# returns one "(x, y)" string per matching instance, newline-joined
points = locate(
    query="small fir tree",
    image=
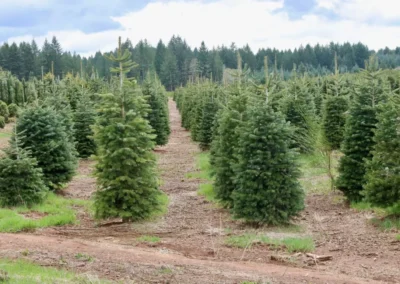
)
(359, 132)
(21, 180)
(267, 186)
(382, 186)
(84, 119)
(126, 168)
(46, 138)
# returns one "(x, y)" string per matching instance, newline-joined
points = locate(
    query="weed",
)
(84, 257)
(23, 272)
(56, 211)
(290, 244)
(149, 239)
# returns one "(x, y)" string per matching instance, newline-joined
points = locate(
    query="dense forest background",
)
(176, 62)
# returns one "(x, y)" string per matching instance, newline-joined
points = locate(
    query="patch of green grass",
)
(207, 190)
(55, 211)
(83, 257)
(292, 244)
(149, 239)
(299, 244)
(203, 166)
(23, 272)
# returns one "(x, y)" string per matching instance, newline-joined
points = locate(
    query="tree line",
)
(176, 63)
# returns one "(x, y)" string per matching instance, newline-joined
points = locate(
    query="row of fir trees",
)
(117, 122)
(255, 131)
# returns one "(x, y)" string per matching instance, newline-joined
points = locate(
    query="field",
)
(197, 241)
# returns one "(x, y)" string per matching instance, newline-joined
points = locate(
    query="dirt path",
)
(192, 237)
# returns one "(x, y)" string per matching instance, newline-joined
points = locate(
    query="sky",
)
(87, 26)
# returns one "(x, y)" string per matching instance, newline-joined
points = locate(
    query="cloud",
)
(260, 23)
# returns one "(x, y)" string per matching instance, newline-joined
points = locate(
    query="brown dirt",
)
(193, 233)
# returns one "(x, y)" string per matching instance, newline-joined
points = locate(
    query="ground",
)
(188, 244)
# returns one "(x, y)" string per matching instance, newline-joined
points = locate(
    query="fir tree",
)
(84, 119)
(45, 136)
(382, 186)
(20, 178)
(224, 148)
(158, 116)
(126, 173)
(267, 186)
(359, 132)
(4, 112)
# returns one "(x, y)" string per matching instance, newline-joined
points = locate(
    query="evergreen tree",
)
(126, 174)
(359, 132)
(45, 136)
(20, 178)
(84, 119)
(267, 186)
(382, 186)
(158, 116)
(224, 148)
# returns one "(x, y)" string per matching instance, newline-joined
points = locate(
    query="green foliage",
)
(267, 189)
(359, 132)
(382, 186)
(334, 120)
(4, 111)
(2, 122)
(224, 148)
(13, 110)
(158, 115)
(126, 168)
(20, 178)
(45, 136)
(55, 211)
(84, 119)
(23, 272)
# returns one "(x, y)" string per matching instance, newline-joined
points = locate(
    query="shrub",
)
(46, 138)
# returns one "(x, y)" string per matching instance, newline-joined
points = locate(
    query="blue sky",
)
(86, 26)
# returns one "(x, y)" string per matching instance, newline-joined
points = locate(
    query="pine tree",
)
(224, 148)
(158, 116)
(359, 132)
(20, 178)
(382, 186)
(45, 136)
(126, 173)
(267, 187)
(84, 119)
(4, 112)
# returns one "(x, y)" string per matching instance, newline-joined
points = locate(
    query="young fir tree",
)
(359, 132)
(4, 111)
(267, 187)
(336, 105)
(126, 168)
(46, 137)
(224, 148)
(382, 186)
(21, 180)
(158, 115)
(84, 119)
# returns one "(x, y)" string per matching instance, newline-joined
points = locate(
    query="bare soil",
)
(192, 236)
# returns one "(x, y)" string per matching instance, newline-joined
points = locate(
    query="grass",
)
(291, 244)
(84, 257)
(203, 166)
(23, 272)
(56, 211)
(149, 239)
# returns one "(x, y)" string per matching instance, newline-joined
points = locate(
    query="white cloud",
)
(258, 23)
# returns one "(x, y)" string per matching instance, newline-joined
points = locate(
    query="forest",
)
(176, 63)
(173, 165)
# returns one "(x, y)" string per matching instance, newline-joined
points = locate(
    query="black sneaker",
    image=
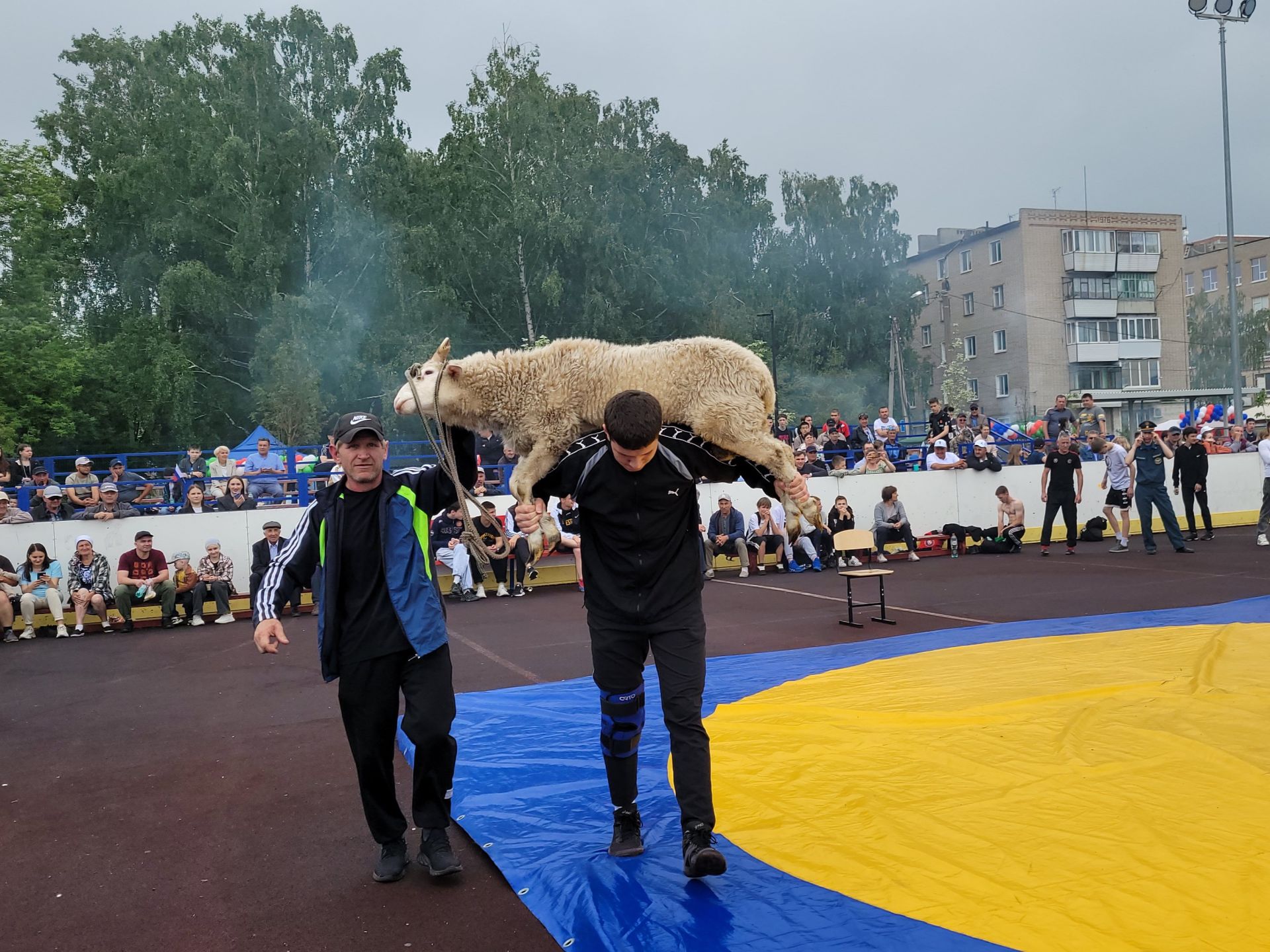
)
(437, 855)
(393, 862)
(700, 857)
(626, 837)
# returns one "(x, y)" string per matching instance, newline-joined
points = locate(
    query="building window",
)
(1140, 329)
(1141, 374)
(1137, 243)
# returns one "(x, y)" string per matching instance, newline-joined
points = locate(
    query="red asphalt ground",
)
(178, 791)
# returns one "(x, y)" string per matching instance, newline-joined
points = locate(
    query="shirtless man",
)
(1010, 520)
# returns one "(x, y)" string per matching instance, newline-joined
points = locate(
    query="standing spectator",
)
(1061, 485)
(50, 507)
(568, 518)
(110, 507)
(22, 469)
(235, 499)
(40, 582)
(132, 487)
(81, 485)
(1060, 419)
(884, 424)
(263, 555)
(88, 580)
(727, 534)
(262, 470)
(194, 500)
(220, 469)
(1119, 476)
(939, 424)
(1010, 520)
(890, 524)
(1150, 454)
(216, 575)
(143, 575)
(1191, 474)
(11, 514)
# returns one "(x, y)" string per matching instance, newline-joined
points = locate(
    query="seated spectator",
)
(263, 554)
(570, 520)
(220, 469)
(873, 462)
(841, 518)
(110, 507)
(50, 508)
(9, 593)
(446, 530)
(132, 487)
(88, 580)
(194, 499)
(262, 470)
(216, 575)
(890, 524)
(1010, 520)
(235, 498)
(9, 513)
(40, 580)
(143, 575)
(940, 459)
(727, 534)
(982, 460)
(81, 485)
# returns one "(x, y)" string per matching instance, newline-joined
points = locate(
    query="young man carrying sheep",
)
(635, 485)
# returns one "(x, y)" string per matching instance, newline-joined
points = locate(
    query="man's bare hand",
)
(269, 636)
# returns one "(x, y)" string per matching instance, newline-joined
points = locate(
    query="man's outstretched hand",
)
(269, 636)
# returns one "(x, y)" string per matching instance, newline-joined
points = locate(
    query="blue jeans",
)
(1146, 494)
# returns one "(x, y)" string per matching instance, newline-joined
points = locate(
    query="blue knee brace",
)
(621, 721)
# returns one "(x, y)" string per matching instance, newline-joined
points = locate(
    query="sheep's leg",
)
(531, 469)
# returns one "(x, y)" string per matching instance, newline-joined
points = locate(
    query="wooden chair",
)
(850, 539)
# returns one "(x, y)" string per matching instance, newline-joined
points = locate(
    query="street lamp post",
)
(1223, 16)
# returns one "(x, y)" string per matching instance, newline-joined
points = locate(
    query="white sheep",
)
(542, 400)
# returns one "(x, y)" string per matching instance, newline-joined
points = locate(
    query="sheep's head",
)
(425, 377)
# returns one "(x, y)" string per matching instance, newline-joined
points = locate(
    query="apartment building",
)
(1058, 301)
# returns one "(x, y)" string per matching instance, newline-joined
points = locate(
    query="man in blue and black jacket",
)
(381, 630)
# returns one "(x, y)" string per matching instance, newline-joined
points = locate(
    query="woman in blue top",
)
(40, 580)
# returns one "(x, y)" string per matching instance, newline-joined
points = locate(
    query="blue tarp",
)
(530, 790)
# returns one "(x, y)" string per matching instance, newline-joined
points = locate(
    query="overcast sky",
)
(973, 110)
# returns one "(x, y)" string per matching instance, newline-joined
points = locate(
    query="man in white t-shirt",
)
(1118, 481)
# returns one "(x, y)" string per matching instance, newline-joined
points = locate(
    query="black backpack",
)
(1093, 531)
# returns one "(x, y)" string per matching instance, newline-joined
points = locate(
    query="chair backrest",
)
(850, 539)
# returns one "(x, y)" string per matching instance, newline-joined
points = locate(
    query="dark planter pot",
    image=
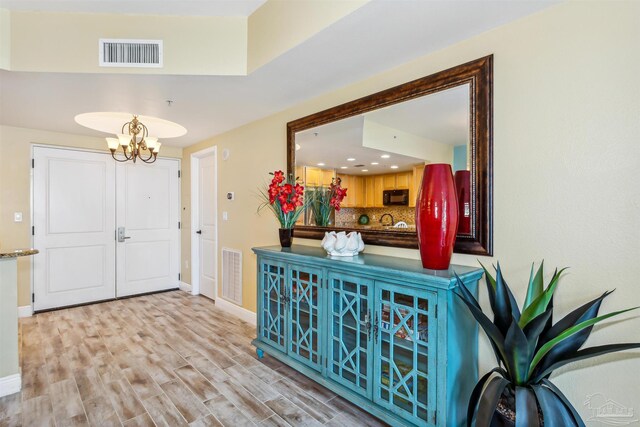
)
(437, 216)
(286, 237)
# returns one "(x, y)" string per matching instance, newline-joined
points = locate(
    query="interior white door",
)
(148, 209)
(74, 221)
(207, 214)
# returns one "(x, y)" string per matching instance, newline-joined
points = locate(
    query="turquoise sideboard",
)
(384, 333)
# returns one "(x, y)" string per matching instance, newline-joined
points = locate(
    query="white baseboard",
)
(10, 384)
(236, 310)
(25, 311)
(185, 287)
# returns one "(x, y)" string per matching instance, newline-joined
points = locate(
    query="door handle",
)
(121, 236)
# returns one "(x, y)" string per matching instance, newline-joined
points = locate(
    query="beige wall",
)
(15, 188)
(566, 129)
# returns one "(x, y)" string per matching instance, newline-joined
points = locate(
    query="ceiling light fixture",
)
(134, 138)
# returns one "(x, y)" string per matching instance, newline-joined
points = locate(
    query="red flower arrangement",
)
(285, 198)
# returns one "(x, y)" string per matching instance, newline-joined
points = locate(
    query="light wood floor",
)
(168, 359)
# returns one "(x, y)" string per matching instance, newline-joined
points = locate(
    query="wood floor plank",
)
(163, 413)
(227, 413)
(65, 400)
(291, 413)
(37, 412)
(185, 401)
(124, 400)
(197, 383)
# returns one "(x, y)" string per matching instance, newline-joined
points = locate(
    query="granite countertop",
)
(17, 252)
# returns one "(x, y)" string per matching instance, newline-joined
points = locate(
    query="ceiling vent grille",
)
(130, 53)
(232, 275)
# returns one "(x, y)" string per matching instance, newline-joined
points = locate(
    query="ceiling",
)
(378, 36)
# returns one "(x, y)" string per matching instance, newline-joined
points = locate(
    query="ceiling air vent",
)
(130, 53)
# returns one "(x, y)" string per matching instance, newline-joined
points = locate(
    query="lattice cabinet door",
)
(273, 317)
(304, 296)
(350, 341)
(405, 371)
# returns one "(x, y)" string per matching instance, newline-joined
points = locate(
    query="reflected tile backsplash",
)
(348, 217)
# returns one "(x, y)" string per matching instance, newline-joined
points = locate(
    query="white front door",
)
(207, 225)
(74, 223)
(148, 257)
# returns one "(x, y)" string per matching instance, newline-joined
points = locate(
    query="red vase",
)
(437, 216)
(463, 191)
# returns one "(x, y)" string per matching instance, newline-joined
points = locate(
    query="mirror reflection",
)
(379, 157)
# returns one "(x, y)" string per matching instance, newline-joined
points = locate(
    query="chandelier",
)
(133, 142)
(136, 143)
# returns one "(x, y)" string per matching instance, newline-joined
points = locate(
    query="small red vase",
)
(463, 191)
(437, 216)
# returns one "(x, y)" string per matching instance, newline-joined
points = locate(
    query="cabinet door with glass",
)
(272, 318)
(350, 341)
(304, 293)
(405, 371)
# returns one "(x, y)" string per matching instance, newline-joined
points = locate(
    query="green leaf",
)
(526, 408)
(539, 305)
(569, 332)
(585, 353)
(536, 285)
(489, 400)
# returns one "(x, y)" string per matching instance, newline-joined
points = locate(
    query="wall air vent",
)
(232, 275)
(130, 53)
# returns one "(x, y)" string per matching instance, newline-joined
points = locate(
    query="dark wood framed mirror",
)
(443, 117)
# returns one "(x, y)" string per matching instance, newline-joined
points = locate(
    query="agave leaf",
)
(566, 402)
(536, 285)
(568, 333)
(502, 305)
(518, 352)
(586, 311)
(539, 305)
(566, 347)
(526, 408)
(489, 400)
(477, 390)
(585, 353)
(494, 334)
(554, 411)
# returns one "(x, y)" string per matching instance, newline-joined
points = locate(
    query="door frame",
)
(33, 145)
(195, 215)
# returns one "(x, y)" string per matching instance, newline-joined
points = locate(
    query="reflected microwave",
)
(395, 197)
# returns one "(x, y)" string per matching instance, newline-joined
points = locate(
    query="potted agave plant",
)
(529, 347)
(323, 201)
(285, 198)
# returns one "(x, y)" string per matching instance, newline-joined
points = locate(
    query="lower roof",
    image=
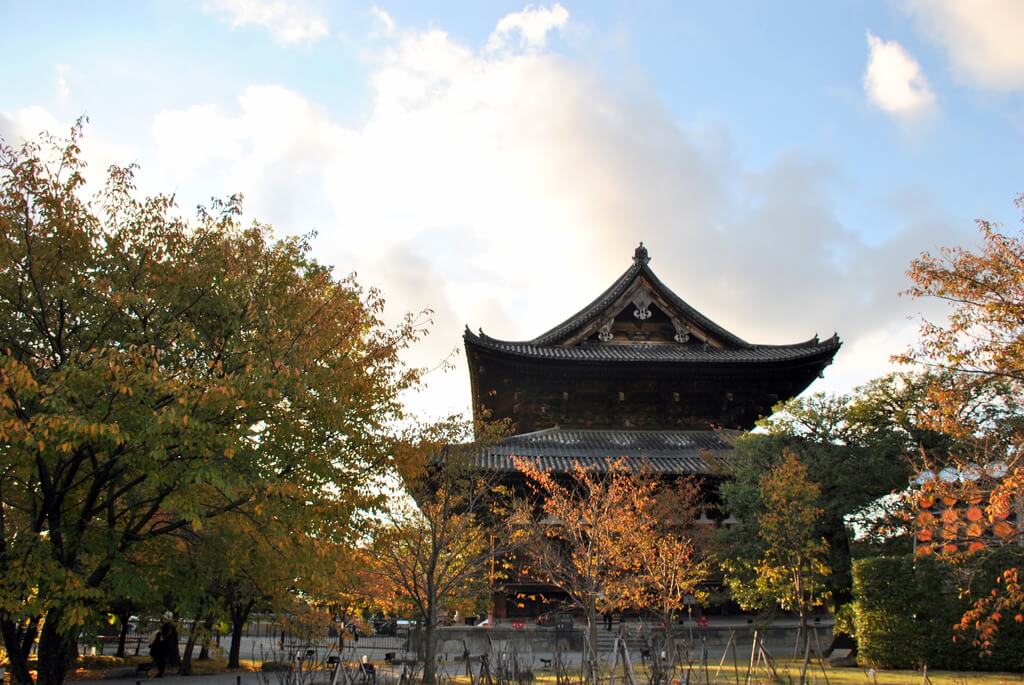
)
(658, 452)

▬▬▬

Which lines of the material above contain the string "blue"? Show each such line in full, and treat uppercase and lowercase as different.

REPLY
    query="blue sky",
    query="blue jeans",
    query="blue knee brace",
    query="man in blue and black jacket",
    query="woman in blue top",
    query="blue tarp",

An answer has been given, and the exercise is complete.